■ SOURCE DOCUMENT:
I'm currently working on a scanner generator. The generator already works fine. But when using character classes the algorithm gets very slow.
The scanner generator produces a scanner for UTF8 encoded files. The full range of characters (0x000000 to 0x10ffff) should be supported.
If I use large character sets, like the any operator '.' or the unicode property {L}, the nfa (and also the dfa) contains a lot of states ( > 10000 ). So the convertation for nfa to dfa and create the minimal dfa takes a long time (even if the output minimal dfa contains only a few states).
Here's my current implementation of creating a character set part of the nfa.
void CreateNfaPart(int startStateIndex, int endStateIndex, Set<int> characters)

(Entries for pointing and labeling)
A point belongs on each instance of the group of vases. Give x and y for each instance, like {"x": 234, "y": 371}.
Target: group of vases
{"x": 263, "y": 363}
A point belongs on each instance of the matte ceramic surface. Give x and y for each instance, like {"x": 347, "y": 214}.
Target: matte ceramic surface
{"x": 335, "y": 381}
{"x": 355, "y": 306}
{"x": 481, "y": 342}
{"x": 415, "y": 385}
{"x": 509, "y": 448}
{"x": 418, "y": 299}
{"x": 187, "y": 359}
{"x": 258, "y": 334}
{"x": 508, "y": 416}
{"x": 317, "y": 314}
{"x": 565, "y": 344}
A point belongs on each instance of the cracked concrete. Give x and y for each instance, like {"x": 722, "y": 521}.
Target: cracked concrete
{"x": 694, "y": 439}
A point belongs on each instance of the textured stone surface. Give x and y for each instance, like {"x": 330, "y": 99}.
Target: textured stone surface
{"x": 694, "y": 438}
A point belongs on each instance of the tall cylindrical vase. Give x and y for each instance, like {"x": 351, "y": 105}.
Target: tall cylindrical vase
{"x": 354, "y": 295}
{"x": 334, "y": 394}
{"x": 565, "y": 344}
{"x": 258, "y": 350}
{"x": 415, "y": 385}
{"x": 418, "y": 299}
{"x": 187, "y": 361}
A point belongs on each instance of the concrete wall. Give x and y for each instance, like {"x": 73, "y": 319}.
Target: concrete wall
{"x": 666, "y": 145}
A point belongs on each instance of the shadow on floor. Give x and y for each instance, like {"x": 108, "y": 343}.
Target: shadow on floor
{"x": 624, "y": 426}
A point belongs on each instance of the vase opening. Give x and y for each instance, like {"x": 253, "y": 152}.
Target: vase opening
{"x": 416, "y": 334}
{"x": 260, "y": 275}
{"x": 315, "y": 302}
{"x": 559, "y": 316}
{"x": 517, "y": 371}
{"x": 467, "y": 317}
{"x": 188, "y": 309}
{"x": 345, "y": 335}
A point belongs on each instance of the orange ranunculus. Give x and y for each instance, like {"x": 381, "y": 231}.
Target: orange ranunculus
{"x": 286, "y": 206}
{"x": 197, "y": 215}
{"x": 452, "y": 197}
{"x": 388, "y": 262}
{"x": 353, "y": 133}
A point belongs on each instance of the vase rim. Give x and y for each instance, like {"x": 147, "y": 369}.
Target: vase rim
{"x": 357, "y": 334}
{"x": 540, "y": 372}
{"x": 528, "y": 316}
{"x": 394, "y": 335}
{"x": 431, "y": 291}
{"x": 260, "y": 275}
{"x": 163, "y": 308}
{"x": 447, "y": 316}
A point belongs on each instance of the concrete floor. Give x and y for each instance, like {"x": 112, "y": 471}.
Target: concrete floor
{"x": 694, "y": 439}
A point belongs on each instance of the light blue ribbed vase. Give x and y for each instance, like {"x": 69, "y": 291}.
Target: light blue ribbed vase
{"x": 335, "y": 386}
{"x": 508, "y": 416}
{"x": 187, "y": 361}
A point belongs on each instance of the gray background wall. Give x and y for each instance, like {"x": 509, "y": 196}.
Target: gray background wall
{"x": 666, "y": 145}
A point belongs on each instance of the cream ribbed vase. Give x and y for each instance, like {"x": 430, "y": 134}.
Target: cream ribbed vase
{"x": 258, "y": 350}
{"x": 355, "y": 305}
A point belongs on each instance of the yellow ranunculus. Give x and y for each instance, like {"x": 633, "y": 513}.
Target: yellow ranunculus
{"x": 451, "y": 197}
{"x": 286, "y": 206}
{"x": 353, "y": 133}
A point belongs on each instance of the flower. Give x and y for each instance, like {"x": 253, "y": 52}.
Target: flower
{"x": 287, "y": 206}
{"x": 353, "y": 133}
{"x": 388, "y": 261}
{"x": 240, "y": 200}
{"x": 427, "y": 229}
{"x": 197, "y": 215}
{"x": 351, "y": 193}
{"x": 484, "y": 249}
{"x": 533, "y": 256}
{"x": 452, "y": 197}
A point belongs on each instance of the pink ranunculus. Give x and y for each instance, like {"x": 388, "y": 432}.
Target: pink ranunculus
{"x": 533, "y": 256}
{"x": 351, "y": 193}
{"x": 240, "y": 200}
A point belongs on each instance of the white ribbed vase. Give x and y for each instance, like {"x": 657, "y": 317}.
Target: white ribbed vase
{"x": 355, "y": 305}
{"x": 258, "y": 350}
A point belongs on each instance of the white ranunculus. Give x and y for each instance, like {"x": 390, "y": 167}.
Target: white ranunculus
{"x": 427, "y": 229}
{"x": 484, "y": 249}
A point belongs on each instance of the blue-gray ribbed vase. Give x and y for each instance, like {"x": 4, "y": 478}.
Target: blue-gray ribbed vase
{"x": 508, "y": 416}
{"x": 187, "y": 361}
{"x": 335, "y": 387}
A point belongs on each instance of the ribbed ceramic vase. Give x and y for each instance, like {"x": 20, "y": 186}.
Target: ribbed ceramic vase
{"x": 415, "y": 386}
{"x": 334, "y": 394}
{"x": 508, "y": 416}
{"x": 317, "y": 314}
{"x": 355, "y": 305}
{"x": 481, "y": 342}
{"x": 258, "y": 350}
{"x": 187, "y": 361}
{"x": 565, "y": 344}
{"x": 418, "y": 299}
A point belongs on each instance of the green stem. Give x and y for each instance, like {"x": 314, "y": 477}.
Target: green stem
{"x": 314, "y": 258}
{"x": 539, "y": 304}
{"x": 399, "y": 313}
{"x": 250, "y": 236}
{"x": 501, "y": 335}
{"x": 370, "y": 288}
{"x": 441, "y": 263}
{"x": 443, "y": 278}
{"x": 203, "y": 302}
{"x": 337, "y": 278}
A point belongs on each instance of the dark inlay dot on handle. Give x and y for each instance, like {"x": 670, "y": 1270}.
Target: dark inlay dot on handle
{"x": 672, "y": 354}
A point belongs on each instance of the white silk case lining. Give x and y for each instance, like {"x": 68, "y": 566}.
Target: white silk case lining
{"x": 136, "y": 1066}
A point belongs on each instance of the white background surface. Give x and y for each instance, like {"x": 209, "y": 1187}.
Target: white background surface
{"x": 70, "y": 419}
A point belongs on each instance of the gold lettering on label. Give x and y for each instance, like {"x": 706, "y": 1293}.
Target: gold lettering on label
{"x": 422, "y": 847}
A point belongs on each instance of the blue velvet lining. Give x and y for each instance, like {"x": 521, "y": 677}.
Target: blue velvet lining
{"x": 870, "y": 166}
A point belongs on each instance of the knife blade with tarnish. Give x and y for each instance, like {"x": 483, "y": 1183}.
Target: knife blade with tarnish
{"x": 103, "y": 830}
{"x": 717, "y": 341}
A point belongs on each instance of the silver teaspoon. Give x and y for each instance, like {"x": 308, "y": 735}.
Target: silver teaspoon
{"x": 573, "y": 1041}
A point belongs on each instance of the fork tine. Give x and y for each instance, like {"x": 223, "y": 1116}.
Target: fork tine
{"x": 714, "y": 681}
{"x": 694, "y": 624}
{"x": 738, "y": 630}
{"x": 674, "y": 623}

■ THE TASK:
Continue the forum post about the scanner generator's slow handling of character classes, starting right after its final line. These records were drawn from a separate source.

■ EXPECTED OUTPUT:
{
transitions[startStateIndex] = CreateEmptyTransitionsArray();
foreach (int character in characters) {
// get the utf8 encoded bytes for the character
byte[] encoded = EncodingHelper.EncodeCharacter(character);
int tStartStateIndex = startStateIndex;
for (int i = 0; i < encoded.Length - 1; i++) {
int tEndStateIndex = transitions[tStartStateIndex][encoded[i]];
if (tEndStateIndex == -1) {
tEndStateIndex = CreateState();
transitions[tEndStateIndex] = CreateEmptyTransitionsArray();
}
transitions[tStartStateIndex][encoded[i]] = tEndStateIndex;
tStartStateIndex = tEndStateIndex;
}
transitions[tStartStateIndex][encoded[encoded.Length - 1]] = endStateIndex;
}
Does anyone know how to implement the function much more efficiently to create only the necessary states?
EDIT:
To be more specific I need a function like:
List<Set<byte>[]> Convert(Set<int> characters)
{
???????
}
A helper function to convert a character (int) to a UTF8 encoding byte[] is defined as:
byte[] EncodeCharacter(int character)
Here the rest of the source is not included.